PROBLEM TO SOLVE
Print every line of the listing exactly, please.
* BEGIN DATA FOR THIS TASK *
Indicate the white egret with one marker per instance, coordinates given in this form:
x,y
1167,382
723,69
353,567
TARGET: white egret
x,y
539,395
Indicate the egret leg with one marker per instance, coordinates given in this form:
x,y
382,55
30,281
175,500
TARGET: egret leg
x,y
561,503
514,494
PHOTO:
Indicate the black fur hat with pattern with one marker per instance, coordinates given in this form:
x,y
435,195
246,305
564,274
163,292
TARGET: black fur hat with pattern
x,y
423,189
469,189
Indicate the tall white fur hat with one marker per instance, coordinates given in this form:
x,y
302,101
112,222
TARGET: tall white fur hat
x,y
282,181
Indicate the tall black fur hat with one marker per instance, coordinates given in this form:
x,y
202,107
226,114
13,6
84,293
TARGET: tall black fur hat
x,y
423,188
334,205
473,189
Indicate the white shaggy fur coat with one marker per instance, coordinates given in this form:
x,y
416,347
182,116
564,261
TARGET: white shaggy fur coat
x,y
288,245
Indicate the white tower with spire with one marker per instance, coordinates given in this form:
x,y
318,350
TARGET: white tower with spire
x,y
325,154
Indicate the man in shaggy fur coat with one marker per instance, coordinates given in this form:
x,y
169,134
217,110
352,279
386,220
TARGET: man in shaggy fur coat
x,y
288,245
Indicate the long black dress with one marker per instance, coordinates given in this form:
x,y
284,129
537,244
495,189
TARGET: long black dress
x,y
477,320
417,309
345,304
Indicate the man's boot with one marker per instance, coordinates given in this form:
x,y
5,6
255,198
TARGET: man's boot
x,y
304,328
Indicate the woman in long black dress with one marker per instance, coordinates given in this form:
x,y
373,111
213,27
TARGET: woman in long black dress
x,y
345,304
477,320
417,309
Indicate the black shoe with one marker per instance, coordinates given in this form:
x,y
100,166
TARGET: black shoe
* END DATA FOR THIS TASK *
EXERCISE RESULT
Indicate the white egret with one marker per instance, coordinates given in this form:
x,y
1167,382
723,69
353,567
TARGET: white egret
x,y
539,395
Indicate the egret leg with one marker per instance, coordinates given in this form:
x,y
382,55
30,281
175,500
TARGET: egret leg
x,y
561,503
514,494
PHOTO:
Indicate the black fur hat with pattern with one marker per instance, coordinates given in this form:
x,y
435,195
246,305
564,274
163,292
TARGET: black fur hat with pattern
x,y
423,189
469,189
Indicate the tall white fur hat with one marker per instance, coordinates given in this form:
x,y
302,101
112,222
TARGET: tall white fur hat
x,y
282,181
Indicate the tall black fur hat with one marker per instance, coordinates given in this form:
x,y
202,107
226,114
13,6
84,293
TARGET: tall black fur hat
x,y
423,188
334,205
473,189
Indicate the white shaggy fur coat with one marker per instance, coordinates given in this form:
x,y
416,347
182,116
564,261
TARGET: white shaggy fur coat
x,y
288,245
Indicate the white tower with spire with one marker per instance, coordinates given in this form:
x,y
318,350
TARGET: white tower with spire
x,y
325,154
Indicate the man in shaggy fur coat with one marker per instance, coordinates given in this form:
x,y
169,134
217,110
352,279
386,220
TARGET: man in shaggy fur coat
x,y
288,245
Indicate the long black dress with one marker per instance, coordinates given in this form:
x,y
284,129
537,244
495,189
TARGET: long black dress
x,y
477,320
417,309
345,304
Indicate the man's boot with one marker per instance, coordinates given in this form:
x,y
5,6
255,198
TARGET: man's boot
x,y
304,328
Indicate the woman in long black dress with one marker per instance, coordinates given in this form:
x,y
373,111
213,27
TARGET: woman in long black dress
x,y
345,304
477,320
417,309
Indicate the black shoe with one marker per instance, coordinates given in this form:
x,y
100,166
TARGET: black shoe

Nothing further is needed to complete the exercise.